Listing

****************

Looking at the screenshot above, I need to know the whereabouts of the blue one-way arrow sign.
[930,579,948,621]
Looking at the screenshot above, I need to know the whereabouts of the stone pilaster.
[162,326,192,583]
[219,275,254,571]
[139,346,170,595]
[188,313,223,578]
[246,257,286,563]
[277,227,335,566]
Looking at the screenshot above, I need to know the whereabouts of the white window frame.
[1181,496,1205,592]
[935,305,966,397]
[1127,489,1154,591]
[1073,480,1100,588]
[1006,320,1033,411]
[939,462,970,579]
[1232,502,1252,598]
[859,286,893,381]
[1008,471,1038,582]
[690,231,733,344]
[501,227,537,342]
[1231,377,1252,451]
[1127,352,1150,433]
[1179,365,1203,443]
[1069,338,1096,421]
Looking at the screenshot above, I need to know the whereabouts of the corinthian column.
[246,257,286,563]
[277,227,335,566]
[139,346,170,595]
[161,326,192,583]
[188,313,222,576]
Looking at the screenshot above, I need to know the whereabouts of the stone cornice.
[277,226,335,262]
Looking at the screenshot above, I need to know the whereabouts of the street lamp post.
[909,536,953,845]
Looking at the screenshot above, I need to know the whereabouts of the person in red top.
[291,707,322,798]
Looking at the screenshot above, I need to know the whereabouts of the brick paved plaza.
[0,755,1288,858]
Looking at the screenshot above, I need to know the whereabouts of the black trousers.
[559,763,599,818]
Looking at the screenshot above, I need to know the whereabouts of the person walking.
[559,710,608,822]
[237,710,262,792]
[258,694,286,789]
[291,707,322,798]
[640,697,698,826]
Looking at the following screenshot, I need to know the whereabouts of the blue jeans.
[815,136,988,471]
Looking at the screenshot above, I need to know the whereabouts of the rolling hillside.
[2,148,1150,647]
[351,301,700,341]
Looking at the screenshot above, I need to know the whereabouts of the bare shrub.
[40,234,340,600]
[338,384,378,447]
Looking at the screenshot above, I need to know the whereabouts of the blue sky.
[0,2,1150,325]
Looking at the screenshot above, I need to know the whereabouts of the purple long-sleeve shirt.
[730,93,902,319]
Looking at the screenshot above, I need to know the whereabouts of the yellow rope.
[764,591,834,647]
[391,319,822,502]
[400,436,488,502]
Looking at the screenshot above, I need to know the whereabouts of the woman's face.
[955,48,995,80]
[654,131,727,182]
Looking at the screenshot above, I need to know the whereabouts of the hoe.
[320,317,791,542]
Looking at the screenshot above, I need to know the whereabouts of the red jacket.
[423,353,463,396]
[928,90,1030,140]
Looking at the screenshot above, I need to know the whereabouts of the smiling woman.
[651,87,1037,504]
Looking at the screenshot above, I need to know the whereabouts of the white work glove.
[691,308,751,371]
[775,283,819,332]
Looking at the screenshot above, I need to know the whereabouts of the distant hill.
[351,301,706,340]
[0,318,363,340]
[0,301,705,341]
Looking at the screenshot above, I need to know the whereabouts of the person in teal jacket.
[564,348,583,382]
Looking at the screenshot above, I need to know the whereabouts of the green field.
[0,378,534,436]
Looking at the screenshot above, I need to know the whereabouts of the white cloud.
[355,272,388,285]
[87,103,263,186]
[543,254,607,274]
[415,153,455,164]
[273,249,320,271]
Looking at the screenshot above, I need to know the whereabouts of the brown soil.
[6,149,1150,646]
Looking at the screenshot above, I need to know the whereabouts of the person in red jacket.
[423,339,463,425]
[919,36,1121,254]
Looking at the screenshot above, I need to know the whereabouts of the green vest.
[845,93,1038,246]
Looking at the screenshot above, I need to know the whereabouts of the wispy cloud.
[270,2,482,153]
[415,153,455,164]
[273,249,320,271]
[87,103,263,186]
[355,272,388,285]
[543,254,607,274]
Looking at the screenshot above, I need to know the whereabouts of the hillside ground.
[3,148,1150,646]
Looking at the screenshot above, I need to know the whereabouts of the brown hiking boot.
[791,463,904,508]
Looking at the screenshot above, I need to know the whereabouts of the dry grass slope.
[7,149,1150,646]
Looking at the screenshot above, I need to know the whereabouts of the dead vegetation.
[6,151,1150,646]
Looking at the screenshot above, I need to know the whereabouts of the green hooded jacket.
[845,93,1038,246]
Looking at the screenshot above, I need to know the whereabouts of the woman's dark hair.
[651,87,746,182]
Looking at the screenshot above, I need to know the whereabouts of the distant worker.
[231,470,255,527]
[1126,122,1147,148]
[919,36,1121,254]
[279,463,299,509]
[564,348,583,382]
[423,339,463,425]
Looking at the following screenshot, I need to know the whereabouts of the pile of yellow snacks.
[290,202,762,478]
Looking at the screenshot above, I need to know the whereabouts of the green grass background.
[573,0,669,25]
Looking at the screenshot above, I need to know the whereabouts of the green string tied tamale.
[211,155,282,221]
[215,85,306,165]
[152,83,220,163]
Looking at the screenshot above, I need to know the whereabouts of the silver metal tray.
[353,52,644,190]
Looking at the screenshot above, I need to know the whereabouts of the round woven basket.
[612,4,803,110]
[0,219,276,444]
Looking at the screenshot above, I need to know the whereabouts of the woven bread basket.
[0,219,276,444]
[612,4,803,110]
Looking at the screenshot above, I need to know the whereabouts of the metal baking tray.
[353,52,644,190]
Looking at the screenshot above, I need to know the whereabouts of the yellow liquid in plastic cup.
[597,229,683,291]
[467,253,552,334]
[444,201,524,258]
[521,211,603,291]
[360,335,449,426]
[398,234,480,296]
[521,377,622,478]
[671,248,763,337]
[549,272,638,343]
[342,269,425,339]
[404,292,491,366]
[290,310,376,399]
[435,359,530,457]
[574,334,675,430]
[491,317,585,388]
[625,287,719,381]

****************

Render every entry above as a two-column CSV headed text,answer, with one row per entry. Put each entry's text and its answer in a single double-quoted field, replacing any line breaks with spaces.

text,answer
"Looking at the screenshot above, I need to know the whereabouts of the blue one-way arrow sign.","[930,579,948,621]"
"Looking at the screenshot above, I need to know the whereabouts of the stone pilaster.","[162,326,192,583] [219,275,254,571] [139,346,170,595] [188,313,223,578] [246,257,286,563] [277,227,335,566]"
"Looking at the screenshot above, I need to know the whereabouts of the white window frame.","[1181,496,1205,592] [935,305,966,397] [1127,489,1154,591] [1073,480,1100,588] [1006,320,1033,411] [939,462,970,579] [1232,502,1252,598] [859,286,893,381] [1008,471,1038,582] [690,231,733,344] [501,227,537,342] [1231,377,1252,451] [1127,352,1150,433] [1179,365,1203,443] [1069,338,1096,421]"
"Looking at the screenshot above, I need to know the whereabouts of the corinthian column.","[246,257,286,563] [277,227,335,566] [139,346,170,595] [161,326,192,583] [188,313,222,576]"
"Looking at the screenshot above, I need to know the whereabouts of the stone cornice.","[277,226,335,262]"
"Looking at the screenshot above, I need to know the whereabouts of the street lamp post.","[909,536,953,845]"
"Looking at the screenshot above, I need to know the whereabouts of the person in red top.","[291,707,322,798]"
"Looking at the screenshot above, I need to know the whereabouts of the brick paved plaza.","[0,755,1288,858]"
"Looking at the screenshot above, I need to know the whereabouts of the black trousers.","[559,763,599,818]"
"Looking at the screenshot above, I need to know the whereabouts of the person walking.","[559,710,608,822] [237,710,262,792] [258,694,286,789] [291,707,322,798] [640,697,698,826]"
"Looking at the following screenshot, I need to know the whereabouts of the blue jeans.","[815,136,988,471]"
"Looking at the screenshot above, I need to know the whereabouts of the rolling hillside.","[2,148,1150,647] [351,301,700,341]"
"Looking at the screenshot above, I need to know the whereabouts of the bare shrub.","[40,234,340,600] [338,384,378,447]"
"Looking at the screenshot above, I need to know the whereabouts of the blue sky.","[0,2,1150,325]"
"Looking at the screenshot above, I need to know the whereabouts of the purple long-sleeve shirt.","[730,93,902,319]"
"Looking at the screenshot above, I need to know the whereabouts of the yellow rope.","[764,591,834,647] [391,319,822,502] [400,436,488,502]"
"Looking at the screenshot above, I need to know the whereabouts of the woman's face.","[955,48,995,80] [654,131,727,182]"
"Looking at the screenshot above, I need to know the whereabouts of the hoe.","[320,317,791,542]"
"Looking at the screenshot above, I need to know the whereabouts of the red jacket.","[423,353,463,396] [928,90,1030,140]"
"Looking at the screenshot above, I need to know the whereabouts of the smiling woman.","[651,87,1037,504]"
"Looking at the screenshot above, I need to know the whereabouts of the white work glove.","[691,308,751,371] [775,283,819,332]"
"Looking at the screenshot above, I need to know the whereabouts of the distant hill.","[351,301,706,340] [0,318,363,340] [0,301,705,341]"
"Looking at the screenshot above, I need to know the whereabouts of the person in teal jacket.","[564,348,583,382]"
"Looking at the screenshot above, I need to know the whereabouts of the green field.","[0,378,534,436]"
"Looking at the screenshot above, I need to know the whereabouts of the white cloud.","[355,272,388,285] [87,103,263,186] [543,254,607,274] [415,153,455,164] [273,249,320,271]"
"Looking at the screenshot above, I need to know the whereabouts of the brown soil.","[6,149,1150,646]"
"Looking at the screenshot above, I need to know the whereabouts of the person in red jacket.","[423,339,463,425] [919,36,1121,254]"
"Looking at the screenshot above, I need to know the whereabouts of the green vest.","[845,93,1038,246]"
"Looking at the screenshot above, I need to know the whereabouts of the wispy cloud.","[270,2,482,153] [415,153,455,164] [273,249,320,271] [87,103,263,186] [355,272,388,285] [543,254,607,274]"
"Looking at the screenshot above, I need to know the whereabouts of the hillside ground.","[3,148,1150,646]"
"Looking at the screenshot above, I need to know the whereabouts of the brown hiking boot.","[791,463,904,508]"
"Looking at the screenshot above, I need to know the whereabouts of the dry grass slope.","[7,149,1150,646]"
"Looking at the screenshot above, I need to know the whereabouts of the dead vegetation.","[6,151,1150,646]"
"Looking at the screenshot above, I need to know the whereabouts of the green hooded jacket.","[845,93,1038,246]"
"Looking at the screenshot above, I need to know the whereabouts of the woman's dark hair.","[651,87,746,182]"
"Looking at the screenshot above, I need to know the whereabouts of the distant worker.","[231,470,255,527] [1126,122,1147,148] [919,36,1121,254] [279,463,299,509] [564,348,583,382] [423,339,463,425]"
"Looking at the following screenshot, I need to know the whereabouts of the pile of yellow snacks.","[290,202,762,478]"
"Looking at the screenshot above, I need to know the whereabouts of the green grass background.","[573,0,669,25]"
"Looking at the screenshot above, I need to know the whereabouts of the green string tied tamale.","[211,155,282,221] [215,85,306,165] [152,83,220,163]"
"Looking at the screenshot above, I need to know the whereabouts of the silver metal tray.","[353,52,644,190]"
"Looking at the screenshot above, I need to know the whereabouts of the round woven basket.","[612,4,803,110] [0,219,276,444]"
"Looking at the screenshot above, I need to know the whereabouts of the woven bread basket.","[0,219,276,444] [612,4,803,110]"
"Looking at the screenshot above, I need to know the whereabouts of the metal baking tray.","[353,52,644,190]"
"Looking at the screenshot above, I need to know the whereabouts of the yellow liquid in plastic cup.","[597,229,683,291] [467,253,552,334] [444,201,524,258] [521,211,603,291] [360,335,449,426] [398,234,480,296] [521,377,622,478] [671,248,763,337] [549,272,638,343] [342,269,425,339] [404,292,491,366] [290,310,376,399] [435,359,530,457] [574,334,675,430] [491,317,585,388] [625,287,719,381]"